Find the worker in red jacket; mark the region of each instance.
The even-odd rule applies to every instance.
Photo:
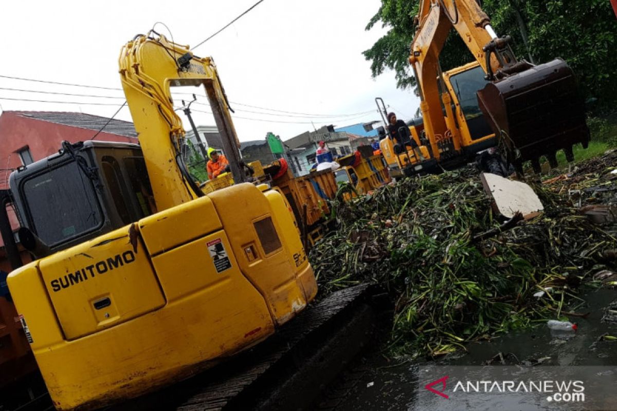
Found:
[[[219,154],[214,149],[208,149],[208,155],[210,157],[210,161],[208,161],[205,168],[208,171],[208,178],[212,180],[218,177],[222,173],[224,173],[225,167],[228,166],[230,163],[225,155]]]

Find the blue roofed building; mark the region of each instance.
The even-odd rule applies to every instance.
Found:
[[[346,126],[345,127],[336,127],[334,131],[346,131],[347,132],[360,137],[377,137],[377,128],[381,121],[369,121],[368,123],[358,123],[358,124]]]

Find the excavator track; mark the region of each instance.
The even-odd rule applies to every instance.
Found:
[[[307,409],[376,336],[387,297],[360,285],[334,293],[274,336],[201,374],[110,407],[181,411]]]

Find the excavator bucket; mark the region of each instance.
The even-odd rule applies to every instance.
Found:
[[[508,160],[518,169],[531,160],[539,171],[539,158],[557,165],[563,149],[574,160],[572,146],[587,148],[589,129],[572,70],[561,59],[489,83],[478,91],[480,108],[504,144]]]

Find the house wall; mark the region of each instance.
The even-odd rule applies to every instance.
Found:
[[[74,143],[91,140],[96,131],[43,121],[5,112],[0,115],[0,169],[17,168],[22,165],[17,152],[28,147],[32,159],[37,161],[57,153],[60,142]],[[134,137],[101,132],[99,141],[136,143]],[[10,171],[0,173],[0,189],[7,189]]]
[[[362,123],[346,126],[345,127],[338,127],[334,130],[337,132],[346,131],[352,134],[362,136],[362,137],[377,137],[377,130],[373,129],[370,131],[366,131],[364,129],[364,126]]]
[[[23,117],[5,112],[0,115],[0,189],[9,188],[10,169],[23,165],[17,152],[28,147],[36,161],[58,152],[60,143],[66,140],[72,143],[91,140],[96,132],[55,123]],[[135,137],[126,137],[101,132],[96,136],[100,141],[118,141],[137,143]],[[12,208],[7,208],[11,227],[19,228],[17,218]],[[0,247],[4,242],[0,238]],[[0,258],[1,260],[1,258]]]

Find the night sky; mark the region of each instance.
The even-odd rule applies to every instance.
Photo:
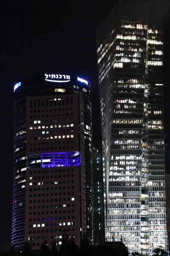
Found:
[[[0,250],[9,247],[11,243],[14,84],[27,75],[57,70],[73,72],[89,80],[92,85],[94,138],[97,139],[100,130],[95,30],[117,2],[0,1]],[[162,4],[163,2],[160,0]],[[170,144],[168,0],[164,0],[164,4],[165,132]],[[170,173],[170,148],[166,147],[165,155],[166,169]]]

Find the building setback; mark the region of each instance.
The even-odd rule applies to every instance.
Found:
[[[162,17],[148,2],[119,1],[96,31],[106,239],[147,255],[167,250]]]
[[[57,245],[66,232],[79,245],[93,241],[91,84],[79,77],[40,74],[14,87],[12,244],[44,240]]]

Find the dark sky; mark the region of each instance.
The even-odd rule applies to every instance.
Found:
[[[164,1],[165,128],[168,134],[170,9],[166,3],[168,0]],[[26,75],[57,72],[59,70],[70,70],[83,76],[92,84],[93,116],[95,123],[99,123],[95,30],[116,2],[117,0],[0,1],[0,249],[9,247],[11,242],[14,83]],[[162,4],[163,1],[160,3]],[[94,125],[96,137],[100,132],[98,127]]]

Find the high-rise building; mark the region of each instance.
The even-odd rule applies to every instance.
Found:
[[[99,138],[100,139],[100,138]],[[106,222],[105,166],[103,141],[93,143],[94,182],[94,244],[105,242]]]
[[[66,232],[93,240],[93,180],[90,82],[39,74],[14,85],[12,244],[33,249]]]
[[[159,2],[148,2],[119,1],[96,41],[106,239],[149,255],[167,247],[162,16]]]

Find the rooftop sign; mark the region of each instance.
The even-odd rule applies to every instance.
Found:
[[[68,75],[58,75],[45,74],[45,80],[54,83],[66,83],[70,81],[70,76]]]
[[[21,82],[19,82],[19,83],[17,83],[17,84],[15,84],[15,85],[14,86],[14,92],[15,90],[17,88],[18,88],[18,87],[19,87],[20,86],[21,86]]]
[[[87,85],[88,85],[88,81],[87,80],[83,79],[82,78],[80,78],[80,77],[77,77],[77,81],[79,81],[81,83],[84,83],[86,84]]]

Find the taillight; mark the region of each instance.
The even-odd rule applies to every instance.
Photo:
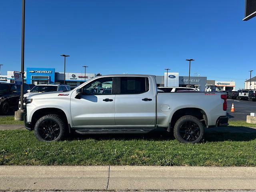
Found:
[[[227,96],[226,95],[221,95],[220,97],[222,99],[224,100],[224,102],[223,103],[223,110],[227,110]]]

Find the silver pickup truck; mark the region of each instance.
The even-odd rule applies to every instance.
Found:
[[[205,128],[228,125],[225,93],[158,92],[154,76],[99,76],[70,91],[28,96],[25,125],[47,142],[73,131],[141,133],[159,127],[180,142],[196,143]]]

======

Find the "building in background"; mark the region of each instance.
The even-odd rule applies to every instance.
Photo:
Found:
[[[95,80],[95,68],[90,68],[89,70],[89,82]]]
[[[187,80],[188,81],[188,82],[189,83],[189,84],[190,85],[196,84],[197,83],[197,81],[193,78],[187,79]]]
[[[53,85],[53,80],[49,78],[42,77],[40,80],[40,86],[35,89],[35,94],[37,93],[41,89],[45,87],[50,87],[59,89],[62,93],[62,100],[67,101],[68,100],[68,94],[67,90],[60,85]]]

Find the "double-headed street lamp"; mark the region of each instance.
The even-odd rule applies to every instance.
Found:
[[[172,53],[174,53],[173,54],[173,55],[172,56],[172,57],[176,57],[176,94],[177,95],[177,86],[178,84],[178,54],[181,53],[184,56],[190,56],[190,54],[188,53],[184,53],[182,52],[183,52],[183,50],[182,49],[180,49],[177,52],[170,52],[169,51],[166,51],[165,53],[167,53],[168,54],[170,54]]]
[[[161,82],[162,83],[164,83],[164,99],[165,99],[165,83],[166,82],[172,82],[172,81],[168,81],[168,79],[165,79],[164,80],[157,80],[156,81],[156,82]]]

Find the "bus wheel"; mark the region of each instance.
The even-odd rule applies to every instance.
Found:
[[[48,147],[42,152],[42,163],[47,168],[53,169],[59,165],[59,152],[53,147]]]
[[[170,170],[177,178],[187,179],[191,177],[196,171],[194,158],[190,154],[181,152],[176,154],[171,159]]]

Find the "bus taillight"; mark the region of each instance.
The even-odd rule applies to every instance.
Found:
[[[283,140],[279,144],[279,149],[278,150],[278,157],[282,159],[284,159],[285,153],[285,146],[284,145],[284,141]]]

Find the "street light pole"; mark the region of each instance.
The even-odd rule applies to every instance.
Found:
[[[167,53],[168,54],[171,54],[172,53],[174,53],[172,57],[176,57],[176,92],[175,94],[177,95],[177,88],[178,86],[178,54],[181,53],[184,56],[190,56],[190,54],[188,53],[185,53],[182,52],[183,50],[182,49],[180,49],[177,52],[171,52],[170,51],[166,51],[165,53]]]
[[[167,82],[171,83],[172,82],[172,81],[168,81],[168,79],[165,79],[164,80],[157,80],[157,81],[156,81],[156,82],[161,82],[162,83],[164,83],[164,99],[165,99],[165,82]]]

======

* WHAT YOU SHOULD DO: Which lines of the material above contain the string "taillight"? Pull out each of those lines in full.

* OUTPUT BELOW:
Find the taillight; mark the region of each instance.
Find the "bus taillight"; mark the region of each instance.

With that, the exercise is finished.